(Beginning of Material for this task)
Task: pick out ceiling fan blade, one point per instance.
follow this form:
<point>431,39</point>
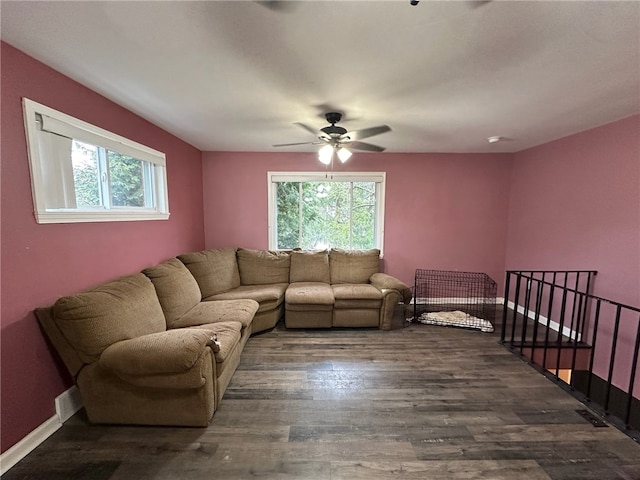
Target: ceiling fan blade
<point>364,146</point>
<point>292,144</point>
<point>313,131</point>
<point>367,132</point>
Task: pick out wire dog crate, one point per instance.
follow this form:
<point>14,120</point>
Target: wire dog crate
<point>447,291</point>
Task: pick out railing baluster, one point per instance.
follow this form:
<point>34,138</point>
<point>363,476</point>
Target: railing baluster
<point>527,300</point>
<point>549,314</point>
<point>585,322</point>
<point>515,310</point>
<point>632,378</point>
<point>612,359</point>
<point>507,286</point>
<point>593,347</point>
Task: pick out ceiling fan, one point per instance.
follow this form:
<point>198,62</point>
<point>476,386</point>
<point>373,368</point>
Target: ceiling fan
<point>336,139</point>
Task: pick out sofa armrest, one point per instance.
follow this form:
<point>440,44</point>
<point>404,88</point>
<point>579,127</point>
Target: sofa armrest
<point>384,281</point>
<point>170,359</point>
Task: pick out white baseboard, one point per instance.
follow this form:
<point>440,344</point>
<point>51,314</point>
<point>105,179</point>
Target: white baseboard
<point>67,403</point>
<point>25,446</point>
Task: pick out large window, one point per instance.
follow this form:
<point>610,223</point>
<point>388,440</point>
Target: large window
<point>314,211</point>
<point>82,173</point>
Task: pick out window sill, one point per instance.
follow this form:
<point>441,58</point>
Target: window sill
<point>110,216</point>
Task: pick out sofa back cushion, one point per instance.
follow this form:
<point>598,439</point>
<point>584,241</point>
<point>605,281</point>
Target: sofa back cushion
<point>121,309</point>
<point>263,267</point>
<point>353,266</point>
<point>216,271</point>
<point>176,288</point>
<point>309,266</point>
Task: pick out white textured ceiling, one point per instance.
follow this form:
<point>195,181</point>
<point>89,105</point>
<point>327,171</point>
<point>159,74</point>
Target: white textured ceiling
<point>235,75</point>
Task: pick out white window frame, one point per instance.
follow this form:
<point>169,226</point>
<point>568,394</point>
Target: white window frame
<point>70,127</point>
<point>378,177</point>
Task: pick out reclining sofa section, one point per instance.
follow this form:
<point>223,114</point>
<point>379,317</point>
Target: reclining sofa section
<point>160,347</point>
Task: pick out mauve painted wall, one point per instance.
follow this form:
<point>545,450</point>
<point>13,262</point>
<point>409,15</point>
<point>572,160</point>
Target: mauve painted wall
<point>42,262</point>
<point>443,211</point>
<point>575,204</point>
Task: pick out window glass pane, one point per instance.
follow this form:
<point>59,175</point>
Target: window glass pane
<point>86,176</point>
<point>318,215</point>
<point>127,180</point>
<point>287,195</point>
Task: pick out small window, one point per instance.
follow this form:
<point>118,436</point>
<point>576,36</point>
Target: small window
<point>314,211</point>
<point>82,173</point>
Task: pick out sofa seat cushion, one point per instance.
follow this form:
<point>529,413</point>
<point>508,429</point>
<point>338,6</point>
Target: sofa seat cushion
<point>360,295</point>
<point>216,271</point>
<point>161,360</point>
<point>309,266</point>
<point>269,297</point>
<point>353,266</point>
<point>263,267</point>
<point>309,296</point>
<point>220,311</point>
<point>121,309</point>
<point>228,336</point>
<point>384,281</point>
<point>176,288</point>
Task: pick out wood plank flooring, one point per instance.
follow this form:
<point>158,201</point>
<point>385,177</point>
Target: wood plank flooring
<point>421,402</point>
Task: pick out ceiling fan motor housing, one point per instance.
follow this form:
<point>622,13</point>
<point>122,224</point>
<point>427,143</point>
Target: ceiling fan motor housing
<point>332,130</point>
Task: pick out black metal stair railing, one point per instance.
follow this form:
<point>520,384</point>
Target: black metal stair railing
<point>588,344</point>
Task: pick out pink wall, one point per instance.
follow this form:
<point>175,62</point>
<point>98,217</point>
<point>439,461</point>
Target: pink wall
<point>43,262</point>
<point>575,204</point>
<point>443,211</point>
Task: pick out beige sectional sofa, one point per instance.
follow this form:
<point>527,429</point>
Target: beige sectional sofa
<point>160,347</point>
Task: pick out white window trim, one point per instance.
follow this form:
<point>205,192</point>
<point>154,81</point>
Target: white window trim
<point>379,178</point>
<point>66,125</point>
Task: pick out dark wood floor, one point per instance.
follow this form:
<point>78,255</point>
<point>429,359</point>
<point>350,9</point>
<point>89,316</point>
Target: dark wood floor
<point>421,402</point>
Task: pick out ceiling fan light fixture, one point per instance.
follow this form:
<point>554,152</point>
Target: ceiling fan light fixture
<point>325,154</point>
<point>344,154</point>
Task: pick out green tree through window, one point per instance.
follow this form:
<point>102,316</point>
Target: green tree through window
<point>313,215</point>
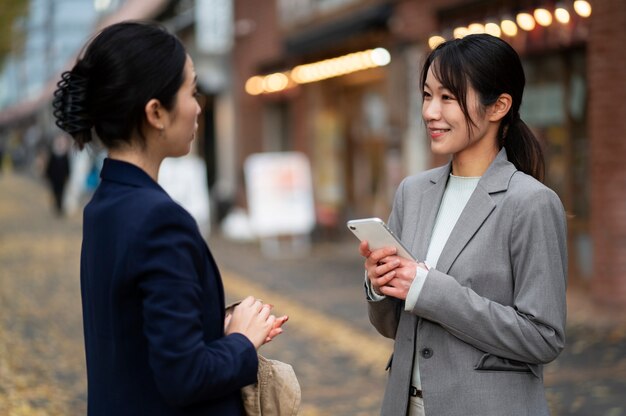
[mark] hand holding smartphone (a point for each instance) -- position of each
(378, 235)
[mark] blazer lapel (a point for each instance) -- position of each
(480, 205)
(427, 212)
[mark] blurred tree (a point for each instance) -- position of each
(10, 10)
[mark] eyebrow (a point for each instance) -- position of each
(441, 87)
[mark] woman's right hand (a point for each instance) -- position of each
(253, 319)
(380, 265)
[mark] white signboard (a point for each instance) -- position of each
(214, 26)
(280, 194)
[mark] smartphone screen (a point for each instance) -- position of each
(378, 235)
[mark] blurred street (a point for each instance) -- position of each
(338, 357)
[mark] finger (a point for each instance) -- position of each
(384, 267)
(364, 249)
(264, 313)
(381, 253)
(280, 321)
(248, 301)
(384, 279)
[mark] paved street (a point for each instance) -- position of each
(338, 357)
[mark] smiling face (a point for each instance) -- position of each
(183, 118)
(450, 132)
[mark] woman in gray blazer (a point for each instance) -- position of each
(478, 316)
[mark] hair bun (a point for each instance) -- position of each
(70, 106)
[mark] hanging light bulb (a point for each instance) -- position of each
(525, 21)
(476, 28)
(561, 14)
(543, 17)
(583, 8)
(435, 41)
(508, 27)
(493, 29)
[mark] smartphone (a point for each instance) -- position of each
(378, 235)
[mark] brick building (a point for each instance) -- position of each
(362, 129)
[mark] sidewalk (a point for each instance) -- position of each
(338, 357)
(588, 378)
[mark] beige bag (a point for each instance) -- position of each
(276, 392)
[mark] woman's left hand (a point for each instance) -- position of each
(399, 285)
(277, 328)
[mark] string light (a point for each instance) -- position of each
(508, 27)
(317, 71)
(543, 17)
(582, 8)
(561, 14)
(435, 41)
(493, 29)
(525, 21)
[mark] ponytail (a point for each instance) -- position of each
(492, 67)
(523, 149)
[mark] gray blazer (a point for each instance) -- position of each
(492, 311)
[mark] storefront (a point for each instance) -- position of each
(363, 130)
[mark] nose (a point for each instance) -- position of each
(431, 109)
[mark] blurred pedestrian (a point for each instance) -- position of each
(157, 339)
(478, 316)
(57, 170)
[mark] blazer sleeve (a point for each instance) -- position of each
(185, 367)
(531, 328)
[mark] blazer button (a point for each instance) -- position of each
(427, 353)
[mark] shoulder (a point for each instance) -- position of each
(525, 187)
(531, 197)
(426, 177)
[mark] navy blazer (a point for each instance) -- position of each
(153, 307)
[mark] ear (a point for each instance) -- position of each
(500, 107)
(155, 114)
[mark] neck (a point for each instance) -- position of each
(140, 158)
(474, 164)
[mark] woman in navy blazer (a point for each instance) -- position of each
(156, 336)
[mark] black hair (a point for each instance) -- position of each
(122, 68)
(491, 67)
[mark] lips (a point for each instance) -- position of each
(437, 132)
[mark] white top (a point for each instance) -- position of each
(End of Material for this task)
● **Exercise prompt**:
The lines above, starting at the one with "<point>605,281</point>" and ending at the one with "<point>327,171</point>", are the only ones to return, exactly as written.

● **Task response**:
<point>605,281</point>
Target: sofa back cushion
<point>121,309</point>
<point>263,267</point>
<point>353,266</point>
<point>216,271</point>
<point>176,288</point>
<point>309,266</point>
Task: pick out white textured ceiling, one point per instance.
follow this form:
<point>195,181</point>
<point>89,105</point>
<point>327,171</point>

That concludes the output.